■ FRAGMENTO DE LECTURA
____

Casi todos los nietos de doña Lía conocimos de primera mano sus eras de rabanitos, lechugas y zanahorias. Sus intrincados diseños construidos con ramitas del palo de naranja por los que subían y se enredaban las hermosas matas de cubaces repletas de vainas. Pelamos frijoles en su regazo, aprendimos a moler el maíz en la máquina, la acompañamos a la feria del agricultor los sábados en la madrugada. Hay un amor oculto en el caldo de los frijoles que una misma recogió de la mata. Un hermoso misterio en el aguacate al que ya le pusimos el ojo y cuelga, como una gota verde y brillante, de la rama alta del palo. Un cariño inmenso en las manos que trabajan la tierra y la chinean para darnos un rollo de culantro, o un racimo apretado de tomatitos enanos.
Hubo unas vacaciones de verano en las que mi papá nos hizo levantar el patio de la casa con paladas tímidas. Yo tenía apenas ocho años y aquello fue, inicialmente, un juego con mi hermano. Pero luego vinieron las eras de frijol y de elote. Las matas de tiquizque, ñampí y camote anaranjado y dulce. El culantro coyote que crecía por todas partes como mala hierba. La mata de orégano que llegó a ser más alta que nosotros… Ya adulta, en las filas de la feria de Zapote, he regresado al aroma de la casa de mis padres metiendo las manos en lo profundo de los sacos de frijoles tiernos. Cierro los ojos y tengo ocho años de nuevo.

____

■ SECCIÓN DE DATOS
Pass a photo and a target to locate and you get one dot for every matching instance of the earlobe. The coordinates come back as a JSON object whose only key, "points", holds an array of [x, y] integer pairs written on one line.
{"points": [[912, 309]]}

____

■ INSTRUCCIONES
1. Enumera todas las plantas que, según el texto sobre las huertas familiares, se cultivaron o crecieron en el patio de la casa después de que el padre hizo levantarlo.
2. Prosigue el texto sobre las huertas familiares a partir de su última oración.

■ RESPUESTAS ESPERADAS
1.
- Frijol
- Elote
- Tiquizque
- Ñampí
- Camote anaranjado
- Culantro coyote
- Orégano

2.
Soy visitante frecuente de la feria del agricultor. Hablo con orgullo de las naranjas de Luis Alonso, como si las hubiera sembrado yo. Amo caminar por el laberinto de colores y escuchar mi nombre en la boca de Puma, de Caco o de don Fran. Saludo aunque no compre, porque en realidad voy a otra cosa: a cerciorarme de que mis amigos están bien. A ver cómo salió una cirugía, cómo le fue al machillo en sus exámenes de sexto. A mirar a los ojos a la gente que me sembró la comida con cariño, como lo hacían mi papá y mi abuela años atrás.
Ese recuerdo, que espero regalarle a mis hijos, se lo quiero obsequiar también a usted que me lee hoy domingo: aprendamos, en el trajín de nuestros días, a meter primera. Que la conveniencia del super, las carreras cotidianas y los horarios laborales de fin de semana no nos roben aquello sobre lo que se construyó nuestra historia: un surco recién aporcado, con hijitos que se asoman fulgurantes, anuncio de que todo pasa, pero la tierra que nos alimenta permanece. Cuidemos ese legado para que los que vienen detrás lo puedan mirar en vivo y sepan desde pequeños que los palmitos son el corazón de una planta y no unos tuquillos avinagrados que crecen en frascos de vidrio en los estantes del supermercado.